[START OF EXCERPTED RECORDS]

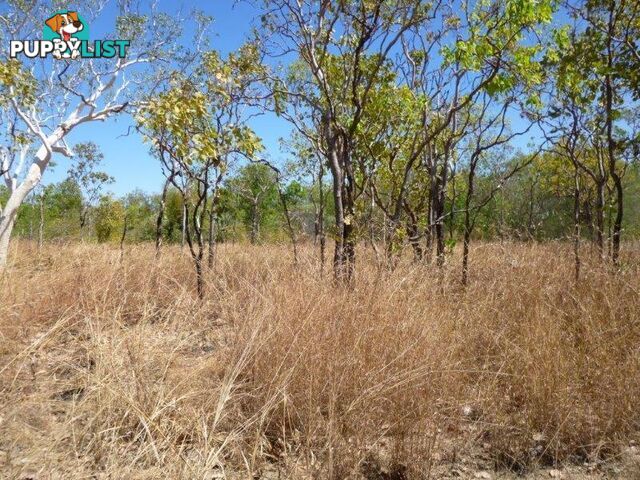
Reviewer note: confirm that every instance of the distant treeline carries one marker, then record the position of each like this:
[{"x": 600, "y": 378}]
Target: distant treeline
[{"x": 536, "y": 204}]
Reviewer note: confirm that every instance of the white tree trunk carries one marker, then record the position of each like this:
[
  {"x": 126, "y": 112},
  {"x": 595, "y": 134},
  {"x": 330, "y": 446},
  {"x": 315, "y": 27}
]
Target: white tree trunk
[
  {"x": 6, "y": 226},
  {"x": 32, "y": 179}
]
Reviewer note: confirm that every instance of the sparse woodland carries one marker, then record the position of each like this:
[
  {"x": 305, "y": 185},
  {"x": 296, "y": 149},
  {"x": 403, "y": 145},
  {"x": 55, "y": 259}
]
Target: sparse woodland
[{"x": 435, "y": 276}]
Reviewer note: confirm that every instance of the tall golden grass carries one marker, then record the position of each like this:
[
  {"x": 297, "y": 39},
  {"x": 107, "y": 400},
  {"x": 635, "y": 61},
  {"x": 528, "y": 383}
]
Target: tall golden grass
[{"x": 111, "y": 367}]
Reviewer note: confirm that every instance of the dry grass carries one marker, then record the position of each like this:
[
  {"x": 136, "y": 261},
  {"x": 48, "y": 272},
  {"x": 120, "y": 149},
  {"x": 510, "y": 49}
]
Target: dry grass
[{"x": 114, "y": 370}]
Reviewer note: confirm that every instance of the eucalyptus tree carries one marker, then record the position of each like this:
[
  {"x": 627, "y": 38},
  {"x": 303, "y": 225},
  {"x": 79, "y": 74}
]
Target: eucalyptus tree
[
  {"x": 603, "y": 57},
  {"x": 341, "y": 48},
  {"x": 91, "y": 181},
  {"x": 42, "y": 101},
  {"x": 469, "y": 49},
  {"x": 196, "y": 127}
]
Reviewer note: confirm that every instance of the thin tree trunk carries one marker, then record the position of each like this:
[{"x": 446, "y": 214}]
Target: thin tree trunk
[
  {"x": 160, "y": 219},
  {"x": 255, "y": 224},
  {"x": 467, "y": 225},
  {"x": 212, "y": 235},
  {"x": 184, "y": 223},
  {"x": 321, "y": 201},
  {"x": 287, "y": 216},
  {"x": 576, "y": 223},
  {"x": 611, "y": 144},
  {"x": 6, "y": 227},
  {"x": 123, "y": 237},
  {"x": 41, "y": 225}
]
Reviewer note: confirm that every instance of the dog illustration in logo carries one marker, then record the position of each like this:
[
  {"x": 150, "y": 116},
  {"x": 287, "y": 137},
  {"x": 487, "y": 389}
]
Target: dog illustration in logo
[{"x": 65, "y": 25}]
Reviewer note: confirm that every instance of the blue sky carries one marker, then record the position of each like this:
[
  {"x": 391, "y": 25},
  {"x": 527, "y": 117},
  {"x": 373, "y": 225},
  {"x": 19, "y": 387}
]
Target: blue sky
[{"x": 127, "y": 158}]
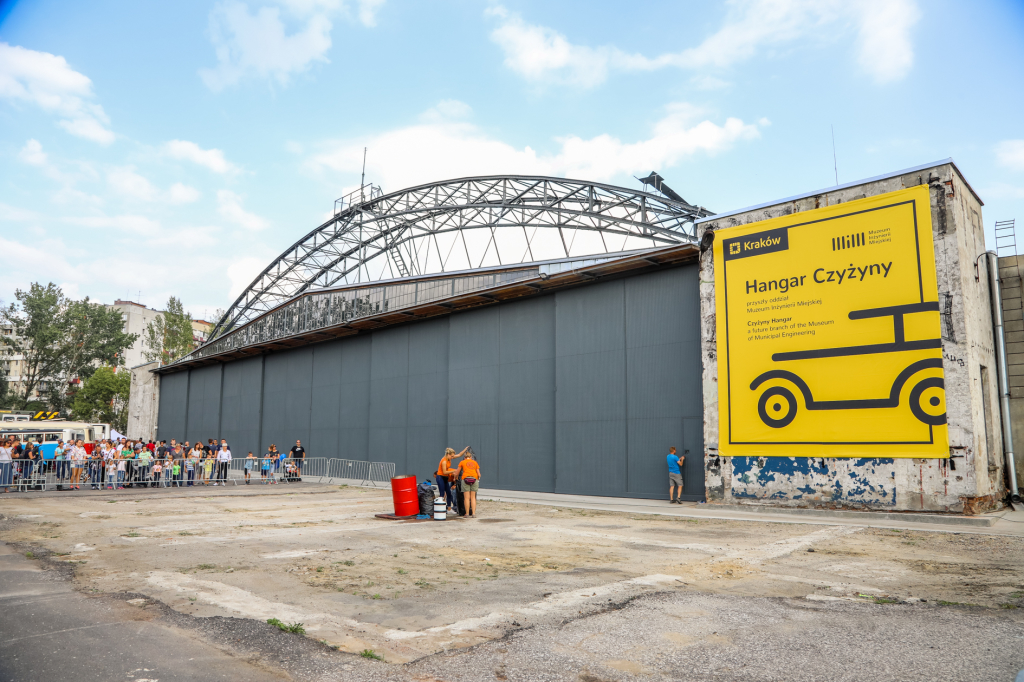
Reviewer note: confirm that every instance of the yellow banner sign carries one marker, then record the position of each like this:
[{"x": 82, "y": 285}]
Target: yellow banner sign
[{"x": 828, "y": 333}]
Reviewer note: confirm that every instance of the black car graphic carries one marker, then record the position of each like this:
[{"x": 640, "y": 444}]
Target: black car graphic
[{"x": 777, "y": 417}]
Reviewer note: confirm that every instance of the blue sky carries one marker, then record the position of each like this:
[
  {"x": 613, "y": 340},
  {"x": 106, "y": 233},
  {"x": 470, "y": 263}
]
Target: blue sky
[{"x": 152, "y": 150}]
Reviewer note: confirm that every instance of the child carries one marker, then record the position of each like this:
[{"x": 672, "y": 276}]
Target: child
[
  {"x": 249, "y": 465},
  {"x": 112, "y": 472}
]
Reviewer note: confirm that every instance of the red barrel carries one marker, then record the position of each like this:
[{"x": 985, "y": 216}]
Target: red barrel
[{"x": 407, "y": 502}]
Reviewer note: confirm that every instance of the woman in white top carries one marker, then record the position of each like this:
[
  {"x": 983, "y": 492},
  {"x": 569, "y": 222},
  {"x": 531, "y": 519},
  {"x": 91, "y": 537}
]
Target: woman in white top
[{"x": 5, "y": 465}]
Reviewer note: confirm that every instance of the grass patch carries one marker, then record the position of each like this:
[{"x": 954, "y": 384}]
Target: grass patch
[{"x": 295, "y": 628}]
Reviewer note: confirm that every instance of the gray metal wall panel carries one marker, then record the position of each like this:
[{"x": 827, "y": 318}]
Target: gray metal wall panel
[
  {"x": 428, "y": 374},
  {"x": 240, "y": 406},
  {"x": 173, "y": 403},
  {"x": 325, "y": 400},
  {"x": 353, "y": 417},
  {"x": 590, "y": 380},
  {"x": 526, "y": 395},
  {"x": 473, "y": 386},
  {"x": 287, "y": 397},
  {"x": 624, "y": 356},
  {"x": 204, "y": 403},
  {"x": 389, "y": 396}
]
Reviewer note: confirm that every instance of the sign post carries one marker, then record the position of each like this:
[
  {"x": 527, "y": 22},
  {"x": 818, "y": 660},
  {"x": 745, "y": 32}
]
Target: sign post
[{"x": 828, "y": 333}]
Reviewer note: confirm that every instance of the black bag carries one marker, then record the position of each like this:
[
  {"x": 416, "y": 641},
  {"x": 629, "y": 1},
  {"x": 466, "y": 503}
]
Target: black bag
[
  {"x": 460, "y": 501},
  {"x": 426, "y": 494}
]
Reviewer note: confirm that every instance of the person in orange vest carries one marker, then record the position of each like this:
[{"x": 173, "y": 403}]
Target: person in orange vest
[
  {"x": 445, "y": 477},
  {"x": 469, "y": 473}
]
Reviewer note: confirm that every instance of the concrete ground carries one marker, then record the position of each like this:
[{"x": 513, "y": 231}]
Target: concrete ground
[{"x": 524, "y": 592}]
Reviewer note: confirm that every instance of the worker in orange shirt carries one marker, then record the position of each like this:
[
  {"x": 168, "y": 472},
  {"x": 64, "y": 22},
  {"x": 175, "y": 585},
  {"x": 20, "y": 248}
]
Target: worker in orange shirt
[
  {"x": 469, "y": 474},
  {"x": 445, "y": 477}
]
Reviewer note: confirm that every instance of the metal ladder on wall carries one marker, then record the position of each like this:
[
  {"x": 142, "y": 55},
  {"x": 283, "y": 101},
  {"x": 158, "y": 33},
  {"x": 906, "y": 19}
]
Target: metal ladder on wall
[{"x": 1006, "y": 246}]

[END OF EXCERPTED RECORDS]
[START OF EXCERPTED RECORDS]

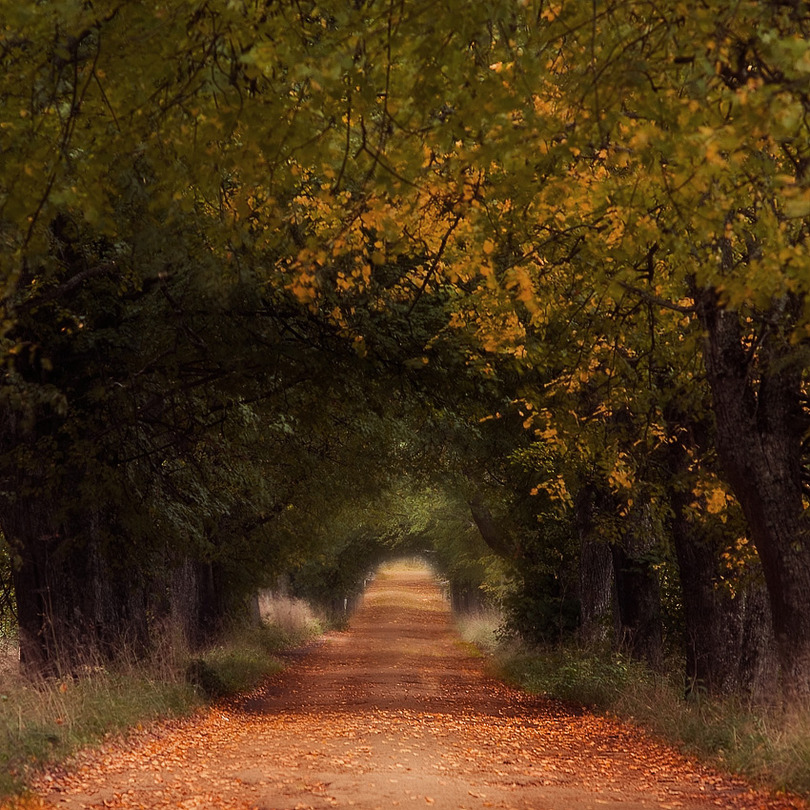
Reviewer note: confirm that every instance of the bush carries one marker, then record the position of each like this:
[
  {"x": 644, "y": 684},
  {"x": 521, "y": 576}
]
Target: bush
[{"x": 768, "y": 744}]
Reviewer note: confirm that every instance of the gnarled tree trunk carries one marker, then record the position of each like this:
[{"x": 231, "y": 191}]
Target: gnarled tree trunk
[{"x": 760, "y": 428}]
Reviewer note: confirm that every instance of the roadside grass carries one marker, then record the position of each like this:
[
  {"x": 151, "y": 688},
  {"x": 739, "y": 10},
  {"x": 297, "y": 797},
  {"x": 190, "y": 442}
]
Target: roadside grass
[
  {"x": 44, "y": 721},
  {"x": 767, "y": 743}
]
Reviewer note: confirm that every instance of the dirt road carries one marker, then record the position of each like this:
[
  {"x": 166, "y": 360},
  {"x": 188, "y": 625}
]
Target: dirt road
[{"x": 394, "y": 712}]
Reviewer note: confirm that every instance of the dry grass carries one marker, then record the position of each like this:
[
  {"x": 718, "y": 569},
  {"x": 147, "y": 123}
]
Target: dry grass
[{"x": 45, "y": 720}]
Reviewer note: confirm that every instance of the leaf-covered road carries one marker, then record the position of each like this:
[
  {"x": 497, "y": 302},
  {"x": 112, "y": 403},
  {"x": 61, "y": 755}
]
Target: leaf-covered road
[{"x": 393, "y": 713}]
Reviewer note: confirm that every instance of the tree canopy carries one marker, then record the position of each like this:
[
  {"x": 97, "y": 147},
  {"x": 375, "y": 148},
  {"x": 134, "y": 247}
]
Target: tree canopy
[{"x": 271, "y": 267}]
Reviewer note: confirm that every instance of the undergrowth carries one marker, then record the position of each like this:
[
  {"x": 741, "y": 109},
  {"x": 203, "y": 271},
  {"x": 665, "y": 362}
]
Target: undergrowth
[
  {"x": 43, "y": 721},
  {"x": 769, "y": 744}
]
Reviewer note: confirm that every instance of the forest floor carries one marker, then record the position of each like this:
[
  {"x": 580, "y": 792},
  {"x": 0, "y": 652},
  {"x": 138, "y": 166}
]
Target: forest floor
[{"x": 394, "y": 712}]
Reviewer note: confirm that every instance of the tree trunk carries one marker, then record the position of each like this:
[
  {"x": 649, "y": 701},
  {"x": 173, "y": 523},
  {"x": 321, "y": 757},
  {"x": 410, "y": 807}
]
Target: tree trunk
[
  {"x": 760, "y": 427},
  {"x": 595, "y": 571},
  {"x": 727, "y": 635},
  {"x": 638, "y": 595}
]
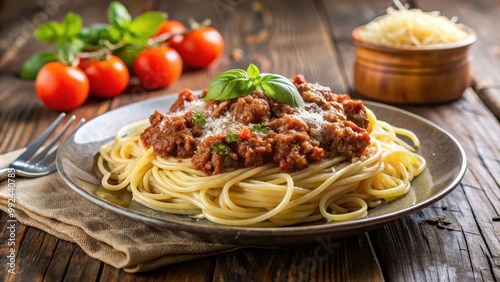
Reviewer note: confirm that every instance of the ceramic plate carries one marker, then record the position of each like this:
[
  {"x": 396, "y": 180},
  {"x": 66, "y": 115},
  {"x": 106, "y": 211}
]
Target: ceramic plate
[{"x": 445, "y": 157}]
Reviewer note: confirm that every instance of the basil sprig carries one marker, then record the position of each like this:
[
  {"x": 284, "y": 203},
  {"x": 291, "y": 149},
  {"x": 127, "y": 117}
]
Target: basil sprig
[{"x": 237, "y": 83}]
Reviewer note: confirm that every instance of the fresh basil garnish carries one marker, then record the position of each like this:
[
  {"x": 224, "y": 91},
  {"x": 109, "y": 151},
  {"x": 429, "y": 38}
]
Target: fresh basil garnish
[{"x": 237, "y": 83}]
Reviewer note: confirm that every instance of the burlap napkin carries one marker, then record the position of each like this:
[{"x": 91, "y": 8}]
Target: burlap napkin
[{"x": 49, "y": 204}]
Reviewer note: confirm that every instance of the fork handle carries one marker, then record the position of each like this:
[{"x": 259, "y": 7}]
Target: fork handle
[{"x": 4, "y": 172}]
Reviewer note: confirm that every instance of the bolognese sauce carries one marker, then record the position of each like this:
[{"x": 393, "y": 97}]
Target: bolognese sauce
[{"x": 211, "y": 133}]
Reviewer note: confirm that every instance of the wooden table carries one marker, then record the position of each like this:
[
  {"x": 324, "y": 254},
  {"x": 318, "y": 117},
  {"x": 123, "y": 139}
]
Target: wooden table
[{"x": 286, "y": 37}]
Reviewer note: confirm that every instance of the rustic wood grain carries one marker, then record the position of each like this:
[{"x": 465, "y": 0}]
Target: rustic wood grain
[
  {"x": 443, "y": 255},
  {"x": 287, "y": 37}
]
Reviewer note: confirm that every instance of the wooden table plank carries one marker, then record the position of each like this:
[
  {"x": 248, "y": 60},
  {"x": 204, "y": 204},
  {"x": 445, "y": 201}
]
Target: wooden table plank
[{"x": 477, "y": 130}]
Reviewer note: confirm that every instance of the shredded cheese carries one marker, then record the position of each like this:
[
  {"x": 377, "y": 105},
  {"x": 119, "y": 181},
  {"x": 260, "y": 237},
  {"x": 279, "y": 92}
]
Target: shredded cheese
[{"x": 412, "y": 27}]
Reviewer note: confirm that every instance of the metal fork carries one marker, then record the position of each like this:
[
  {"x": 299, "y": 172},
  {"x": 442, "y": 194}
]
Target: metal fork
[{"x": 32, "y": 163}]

[END OF EXCERPTED RECORDS]
[START OF EXCERPTED RECORDS]

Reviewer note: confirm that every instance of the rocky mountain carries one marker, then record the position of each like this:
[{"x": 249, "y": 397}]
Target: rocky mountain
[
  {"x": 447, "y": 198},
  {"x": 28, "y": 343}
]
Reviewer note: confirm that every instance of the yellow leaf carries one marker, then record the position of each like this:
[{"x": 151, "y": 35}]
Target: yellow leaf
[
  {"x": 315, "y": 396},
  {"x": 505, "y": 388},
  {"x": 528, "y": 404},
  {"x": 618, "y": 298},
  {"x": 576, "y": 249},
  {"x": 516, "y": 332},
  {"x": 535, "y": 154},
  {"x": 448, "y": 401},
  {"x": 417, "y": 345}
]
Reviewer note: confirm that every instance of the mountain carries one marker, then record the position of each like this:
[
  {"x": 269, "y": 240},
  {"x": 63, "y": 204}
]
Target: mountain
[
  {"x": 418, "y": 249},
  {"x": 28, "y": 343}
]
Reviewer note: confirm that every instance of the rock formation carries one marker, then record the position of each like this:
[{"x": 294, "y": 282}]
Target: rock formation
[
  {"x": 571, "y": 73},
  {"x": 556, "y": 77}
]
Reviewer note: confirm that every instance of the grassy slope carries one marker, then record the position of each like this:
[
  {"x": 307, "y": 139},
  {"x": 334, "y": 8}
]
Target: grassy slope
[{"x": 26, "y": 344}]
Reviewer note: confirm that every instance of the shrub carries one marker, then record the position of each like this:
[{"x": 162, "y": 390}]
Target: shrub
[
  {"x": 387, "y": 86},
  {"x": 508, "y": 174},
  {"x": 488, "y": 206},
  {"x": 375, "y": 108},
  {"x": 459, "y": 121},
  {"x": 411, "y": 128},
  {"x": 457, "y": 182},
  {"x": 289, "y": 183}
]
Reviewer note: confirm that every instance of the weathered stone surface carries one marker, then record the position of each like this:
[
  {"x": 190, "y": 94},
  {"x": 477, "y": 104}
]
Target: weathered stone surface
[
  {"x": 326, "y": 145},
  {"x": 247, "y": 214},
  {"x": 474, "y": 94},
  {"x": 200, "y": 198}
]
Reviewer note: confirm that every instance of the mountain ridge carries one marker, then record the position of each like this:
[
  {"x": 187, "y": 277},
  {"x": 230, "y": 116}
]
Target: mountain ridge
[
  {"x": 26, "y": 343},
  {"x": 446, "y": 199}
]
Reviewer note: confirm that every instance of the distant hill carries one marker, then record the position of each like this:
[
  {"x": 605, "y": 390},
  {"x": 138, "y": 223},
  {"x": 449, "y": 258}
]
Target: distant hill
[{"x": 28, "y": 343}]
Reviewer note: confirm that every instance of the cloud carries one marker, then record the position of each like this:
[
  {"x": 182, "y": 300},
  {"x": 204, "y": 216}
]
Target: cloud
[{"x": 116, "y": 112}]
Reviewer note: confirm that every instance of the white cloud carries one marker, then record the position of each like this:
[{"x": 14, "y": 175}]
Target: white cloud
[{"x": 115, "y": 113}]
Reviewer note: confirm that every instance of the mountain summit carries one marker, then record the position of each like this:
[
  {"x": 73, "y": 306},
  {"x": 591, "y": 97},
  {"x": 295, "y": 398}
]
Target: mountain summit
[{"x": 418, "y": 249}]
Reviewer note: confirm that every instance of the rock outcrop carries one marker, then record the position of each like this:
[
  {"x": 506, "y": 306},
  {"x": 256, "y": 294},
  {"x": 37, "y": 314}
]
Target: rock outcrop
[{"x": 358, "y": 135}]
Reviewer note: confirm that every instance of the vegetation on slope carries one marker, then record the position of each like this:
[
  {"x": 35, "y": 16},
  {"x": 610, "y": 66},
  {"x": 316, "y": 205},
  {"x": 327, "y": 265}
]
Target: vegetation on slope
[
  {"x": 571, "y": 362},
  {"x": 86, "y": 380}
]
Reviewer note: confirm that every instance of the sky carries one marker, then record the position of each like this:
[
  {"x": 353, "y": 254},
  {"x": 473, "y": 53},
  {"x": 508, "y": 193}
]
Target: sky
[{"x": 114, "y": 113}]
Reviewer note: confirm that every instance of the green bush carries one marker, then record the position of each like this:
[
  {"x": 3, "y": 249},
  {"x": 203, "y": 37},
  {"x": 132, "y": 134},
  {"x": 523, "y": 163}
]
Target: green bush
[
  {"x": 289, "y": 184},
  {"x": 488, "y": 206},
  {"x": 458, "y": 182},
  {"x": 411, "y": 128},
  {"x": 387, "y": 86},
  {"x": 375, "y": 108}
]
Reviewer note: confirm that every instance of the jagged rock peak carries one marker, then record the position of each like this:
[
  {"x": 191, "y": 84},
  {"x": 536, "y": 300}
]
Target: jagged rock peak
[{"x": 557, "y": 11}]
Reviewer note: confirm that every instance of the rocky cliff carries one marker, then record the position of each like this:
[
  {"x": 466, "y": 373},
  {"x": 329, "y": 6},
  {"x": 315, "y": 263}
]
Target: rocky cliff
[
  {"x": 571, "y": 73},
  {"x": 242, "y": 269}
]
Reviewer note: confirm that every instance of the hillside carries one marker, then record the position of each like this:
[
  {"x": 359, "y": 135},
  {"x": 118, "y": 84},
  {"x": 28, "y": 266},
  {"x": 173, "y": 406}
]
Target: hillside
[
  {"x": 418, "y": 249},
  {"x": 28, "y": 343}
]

[END OF EXCERPTED RECORDS]

**THE REQUEST:** Show each line of the records above that contains the word "child".

**RESULT FOR THIS TASK:**
Reviewer note: confirm that every instance of the child carries one marker, then record the position of each like this:
Target: child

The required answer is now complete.